Una vez transcurrido
el tiempo, literariamente hablando, ¿predomina más la emoción a la hora de
plantear una historia?
En mi novela
La dulzura (2017), para contar una historia de amor en un atentado, solo se
podía encarar desde la emociones, a fin de lograr tres objetivos: un ritmo
sostenido, que las palabras penetrasen el corazón del lector y que se leyese,
pese a la tragedia, de una manera hermosa.
Desde una primera
novela, En los hilos del títere (1988), con apenas veinte años, hasta La
dulzura (2017), ya con cincuenta, ¿qué ha pasado?
Las canas de
lo vivido te convierten en más cauto y más atrevido en cualquier variante. No
es una contradicción, se trata de mezclar con mimo el blanco y el negro que nos
habita.
¿Y ese largo
silencio literario, de alguna manera, se ha convertido en todo un proceso
terapéutico?
Me resultaba
fácil escribir, así que decidí dejar de publicar para seguir escribiendo todos
los días y encontrar la dificultad, y al trabajar desde el hallazgo reinventar
mi prosa y añadir recursos propios a la técnica literaria.
En un principio, en
su novela La dulzura, ¿debemos entender que exista mucha idea sobre el concepto
del bien y del mal?

◆ **Qué se pide**
A. Responde, según la entrevista sobre La dulzura:
(i) ¿En qué año se publicó La dulzura?
(ii) ¿Cuál fue la primera novela del entrevistado y en qué año apareció?
(iii) ¿Por qué decidió dejar de publicar?
B. Cita de la entrevista sobre La dulzura el pasaje entre "Desde una primera" y "la técnica literaria.", ambos incluidos.
C. Escribe la continuación de la entrevista sobre la novela La dulzura a partir de su última frase.

◆ **Material extraído**
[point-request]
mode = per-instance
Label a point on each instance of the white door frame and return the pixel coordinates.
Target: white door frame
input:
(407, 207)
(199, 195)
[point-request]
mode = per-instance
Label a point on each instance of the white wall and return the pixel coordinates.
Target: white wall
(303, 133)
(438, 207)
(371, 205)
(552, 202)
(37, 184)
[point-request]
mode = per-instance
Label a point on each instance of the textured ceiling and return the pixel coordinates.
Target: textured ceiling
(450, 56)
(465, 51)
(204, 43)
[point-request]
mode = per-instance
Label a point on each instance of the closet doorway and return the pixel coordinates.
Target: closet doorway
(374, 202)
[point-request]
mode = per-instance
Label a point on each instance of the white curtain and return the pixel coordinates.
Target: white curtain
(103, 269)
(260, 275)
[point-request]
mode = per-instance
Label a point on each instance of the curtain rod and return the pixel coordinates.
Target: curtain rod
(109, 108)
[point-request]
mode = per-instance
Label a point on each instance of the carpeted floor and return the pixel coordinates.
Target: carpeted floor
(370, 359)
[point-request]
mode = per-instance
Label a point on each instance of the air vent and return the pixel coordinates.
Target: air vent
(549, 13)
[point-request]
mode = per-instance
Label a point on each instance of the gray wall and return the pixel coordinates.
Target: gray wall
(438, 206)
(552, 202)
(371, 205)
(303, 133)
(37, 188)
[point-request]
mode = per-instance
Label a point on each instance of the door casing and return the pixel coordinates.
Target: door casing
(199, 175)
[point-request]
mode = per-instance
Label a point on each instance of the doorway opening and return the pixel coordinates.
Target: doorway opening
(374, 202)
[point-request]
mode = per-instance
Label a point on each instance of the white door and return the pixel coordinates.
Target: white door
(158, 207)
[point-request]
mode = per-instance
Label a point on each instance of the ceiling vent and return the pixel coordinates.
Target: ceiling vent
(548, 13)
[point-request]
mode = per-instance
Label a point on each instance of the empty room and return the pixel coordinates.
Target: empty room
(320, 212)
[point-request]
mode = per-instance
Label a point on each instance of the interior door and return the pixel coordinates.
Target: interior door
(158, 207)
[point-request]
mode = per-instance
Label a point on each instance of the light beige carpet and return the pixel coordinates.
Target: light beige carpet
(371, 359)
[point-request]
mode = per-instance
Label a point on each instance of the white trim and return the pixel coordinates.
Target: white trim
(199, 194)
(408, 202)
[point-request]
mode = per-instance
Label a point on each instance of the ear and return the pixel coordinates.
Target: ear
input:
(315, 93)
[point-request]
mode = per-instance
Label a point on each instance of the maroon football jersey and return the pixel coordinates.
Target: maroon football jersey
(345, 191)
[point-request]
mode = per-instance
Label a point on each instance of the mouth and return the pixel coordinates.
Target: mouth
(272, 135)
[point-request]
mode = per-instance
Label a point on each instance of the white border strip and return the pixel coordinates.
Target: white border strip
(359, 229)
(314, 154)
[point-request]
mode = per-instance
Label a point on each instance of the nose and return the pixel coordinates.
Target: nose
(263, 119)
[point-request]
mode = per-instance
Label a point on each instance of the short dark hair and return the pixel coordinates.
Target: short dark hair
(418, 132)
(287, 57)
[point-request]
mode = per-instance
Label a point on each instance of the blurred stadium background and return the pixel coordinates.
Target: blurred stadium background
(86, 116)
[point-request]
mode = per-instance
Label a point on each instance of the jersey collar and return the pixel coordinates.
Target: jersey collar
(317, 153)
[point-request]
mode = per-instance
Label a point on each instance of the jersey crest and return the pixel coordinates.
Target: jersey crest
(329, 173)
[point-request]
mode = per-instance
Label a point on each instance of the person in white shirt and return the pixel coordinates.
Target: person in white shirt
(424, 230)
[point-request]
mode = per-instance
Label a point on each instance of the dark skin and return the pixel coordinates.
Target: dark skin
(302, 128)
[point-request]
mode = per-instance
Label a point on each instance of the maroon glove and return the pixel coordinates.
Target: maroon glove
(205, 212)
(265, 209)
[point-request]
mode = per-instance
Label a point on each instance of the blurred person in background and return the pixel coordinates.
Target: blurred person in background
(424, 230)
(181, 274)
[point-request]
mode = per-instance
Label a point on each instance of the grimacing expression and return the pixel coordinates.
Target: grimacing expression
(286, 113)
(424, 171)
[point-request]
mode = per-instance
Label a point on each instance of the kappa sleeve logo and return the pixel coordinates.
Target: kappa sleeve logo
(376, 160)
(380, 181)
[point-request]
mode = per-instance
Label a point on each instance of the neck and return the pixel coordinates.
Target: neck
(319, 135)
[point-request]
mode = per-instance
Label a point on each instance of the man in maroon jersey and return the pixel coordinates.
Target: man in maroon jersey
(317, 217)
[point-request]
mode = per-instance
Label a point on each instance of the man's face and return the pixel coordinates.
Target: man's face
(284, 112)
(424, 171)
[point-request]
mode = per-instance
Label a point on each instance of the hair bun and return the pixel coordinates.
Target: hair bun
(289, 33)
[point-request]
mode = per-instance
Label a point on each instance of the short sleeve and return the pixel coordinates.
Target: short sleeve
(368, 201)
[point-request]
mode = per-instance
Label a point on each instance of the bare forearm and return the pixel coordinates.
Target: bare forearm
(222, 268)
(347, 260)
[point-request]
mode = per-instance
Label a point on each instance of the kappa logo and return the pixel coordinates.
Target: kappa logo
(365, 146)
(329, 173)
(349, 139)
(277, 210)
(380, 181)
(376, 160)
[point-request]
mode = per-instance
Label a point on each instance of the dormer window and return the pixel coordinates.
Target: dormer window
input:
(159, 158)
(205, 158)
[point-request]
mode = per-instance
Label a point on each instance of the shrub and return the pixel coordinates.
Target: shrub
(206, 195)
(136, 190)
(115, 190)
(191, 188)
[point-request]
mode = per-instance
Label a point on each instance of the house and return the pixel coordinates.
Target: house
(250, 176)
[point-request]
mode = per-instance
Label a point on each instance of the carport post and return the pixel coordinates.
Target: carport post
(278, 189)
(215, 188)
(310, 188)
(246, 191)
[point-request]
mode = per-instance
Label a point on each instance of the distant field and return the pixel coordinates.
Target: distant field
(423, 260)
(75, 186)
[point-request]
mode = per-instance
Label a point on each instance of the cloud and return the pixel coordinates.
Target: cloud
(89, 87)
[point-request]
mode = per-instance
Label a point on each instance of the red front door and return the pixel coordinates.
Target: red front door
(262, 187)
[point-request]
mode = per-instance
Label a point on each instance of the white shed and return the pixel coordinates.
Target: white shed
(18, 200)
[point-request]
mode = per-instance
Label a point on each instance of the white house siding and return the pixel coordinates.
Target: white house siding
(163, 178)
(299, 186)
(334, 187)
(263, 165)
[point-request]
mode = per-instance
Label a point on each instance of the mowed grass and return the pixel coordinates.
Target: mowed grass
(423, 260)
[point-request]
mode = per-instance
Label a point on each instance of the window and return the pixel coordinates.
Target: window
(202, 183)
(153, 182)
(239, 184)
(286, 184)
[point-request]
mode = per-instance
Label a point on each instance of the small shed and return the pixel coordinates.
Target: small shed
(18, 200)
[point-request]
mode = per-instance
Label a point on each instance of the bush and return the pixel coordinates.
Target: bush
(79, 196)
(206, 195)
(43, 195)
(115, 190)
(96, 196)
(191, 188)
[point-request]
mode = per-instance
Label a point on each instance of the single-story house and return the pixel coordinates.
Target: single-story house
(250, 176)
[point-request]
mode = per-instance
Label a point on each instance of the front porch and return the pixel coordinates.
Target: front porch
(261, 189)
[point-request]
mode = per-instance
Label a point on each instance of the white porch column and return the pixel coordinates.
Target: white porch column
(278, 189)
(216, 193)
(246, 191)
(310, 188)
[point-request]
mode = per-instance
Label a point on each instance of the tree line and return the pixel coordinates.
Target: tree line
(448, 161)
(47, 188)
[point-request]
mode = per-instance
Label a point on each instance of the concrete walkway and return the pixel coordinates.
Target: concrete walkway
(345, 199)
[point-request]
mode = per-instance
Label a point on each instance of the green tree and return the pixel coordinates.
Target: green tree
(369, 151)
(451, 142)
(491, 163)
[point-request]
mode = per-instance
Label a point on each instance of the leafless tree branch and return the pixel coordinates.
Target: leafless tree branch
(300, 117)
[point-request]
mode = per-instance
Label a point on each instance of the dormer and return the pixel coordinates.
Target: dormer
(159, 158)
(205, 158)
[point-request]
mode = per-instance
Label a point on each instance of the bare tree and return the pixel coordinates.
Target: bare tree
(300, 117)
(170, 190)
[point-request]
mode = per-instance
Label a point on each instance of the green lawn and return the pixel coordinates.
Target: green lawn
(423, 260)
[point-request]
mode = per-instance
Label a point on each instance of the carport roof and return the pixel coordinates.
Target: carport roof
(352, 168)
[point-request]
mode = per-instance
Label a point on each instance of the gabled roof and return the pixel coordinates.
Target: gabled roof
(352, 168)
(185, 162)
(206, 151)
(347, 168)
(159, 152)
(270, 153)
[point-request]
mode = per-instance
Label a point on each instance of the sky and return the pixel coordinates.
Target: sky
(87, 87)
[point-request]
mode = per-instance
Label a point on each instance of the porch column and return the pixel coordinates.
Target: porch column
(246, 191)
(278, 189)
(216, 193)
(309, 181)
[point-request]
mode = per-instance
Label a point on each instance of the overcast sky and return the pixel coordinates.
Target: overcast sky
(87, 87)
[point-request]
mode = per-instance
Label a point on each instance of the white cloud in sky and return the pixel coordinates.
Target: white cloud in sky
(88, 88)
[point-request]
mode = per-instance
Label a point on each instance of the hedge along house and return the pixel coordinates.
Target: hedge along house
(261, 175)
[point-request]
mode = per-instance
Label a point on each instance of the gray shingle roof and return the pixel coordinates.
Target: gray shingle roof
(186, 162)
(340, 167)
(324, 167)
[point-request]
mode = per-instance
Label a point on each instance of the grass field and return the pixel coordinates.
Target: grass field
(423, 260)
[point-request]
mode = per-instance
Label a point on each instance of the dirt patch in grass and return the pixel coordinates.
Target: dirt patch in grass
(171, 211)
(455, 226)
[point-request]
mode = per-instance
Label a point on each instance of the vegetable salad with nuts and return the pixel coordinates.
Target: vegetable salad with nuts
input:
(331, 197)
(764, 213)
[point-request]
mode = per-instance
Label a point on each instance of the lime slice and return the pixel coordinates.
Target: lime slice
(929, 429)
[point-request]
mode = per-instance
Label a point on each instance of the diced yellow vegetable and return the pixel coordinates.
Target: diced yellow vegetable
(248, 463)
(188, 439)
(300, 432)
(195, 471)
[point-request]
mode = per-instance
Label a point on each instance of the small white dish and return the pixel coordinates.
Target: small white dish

◆ **Respuestas del ejercicio**
A.
(i) En 2017.
(ii) En los hilos del títere, de 1988.
(iii) Porque le resultaba fácil escribir y quería seguir escribiendo a diario para encontrar la dificultad.

B.
Desde una primera
novela, En los hilos del títere (1988), con apenas veinte años, hasta La
dulzura (2017), ya con cincuenta, ¿qué ha pasado?
Las canas de
lo vivido te convierten en más cauto y más atrevido en cualquier variante. No
es una contradicción, se trata de mezclar con mimo el blanco y el negro que nos
habita.
¿Y ese largo
silencio literario, de alguna manera, se ha convertido en todo un proceso
terapéutico?
Me resultaba
fácil escribir, así que decidí dejar de publicar para seguir escribiendo todos
los días y encontrar la dificultad, y al trabajar desde el hallazgo reinventar
mi prosa y añadir recursos propios a la técnica literaria.

C.
No. Lo que
predomina es la idea de la libertad y que el amor es hijo de la libertad. Los
personajes se mueven en los territorios grises que se encuentran entre el bien
y el mal, lo que nos hace humanos, lo que sentimos todos, al menos los que nos
consideramos decentes desde la moral, en la acción.
Permítame
preguntarle si, ¿detrás de toda tragedia hay algo hermoso?
Sí. Me
reitero. “La dulzura” es un ejercicio de hermosura. Estás triste, llegas a
casa, tu pareja o tus hijos te abrazan, la tristeza mengua. Incluso la comedia
nace de la tragedia, pues sin conflicto no hay novela. La hermosura es una
ética y una estética capaz de desbrozar la senda de la pena.
¿El terrorismo
debemos, o quizá pueda entenderse como un sentimiento humano?
¿El fanatismo asesino es un sentimiento humano? Nunca. Es
la desviación más cruenta de lo humano donde los sentimientos no caben y cuyo
único diálogo, el nuestro con ellos, en palabras de mi padre, es el de la
escoba con la basura.
¿La referencia,
inequívoca, a Pedro Casariego, es una deuda de amigo, o en realidad un tema
colateral en su novela?
Ambas, primando el homenaje a lo gigante de su poesía y a
su figura bruñida de bondad.
La desaparición de
Gadea se convierte en toda una reflexión para justificar la historia de La
dulzura?
No es atributo de una novela justificar nada. La
desaparición del personaje protagónico, del que no se sabe si está viva o
muerta, responde a la necesidad de contar cómo el amor recíproco que sienten los
demás personajes hacia ella nos engrandece y nos hace vulnerables al mismo
tiempo, una de nuestra más bellas contradicciones.
El lector debe
entender que predomina una historia de amor en su faceta más amplia frente al
drama de la barbarie terrorista?
En efecto, es
lo que sucede.
Gadea es, desde el
principio, un personaje complicado, pero ¿la enfermedad mental de la
protagonista sirve, de alguna forma, para poner en jaque a una normativa social
establecida?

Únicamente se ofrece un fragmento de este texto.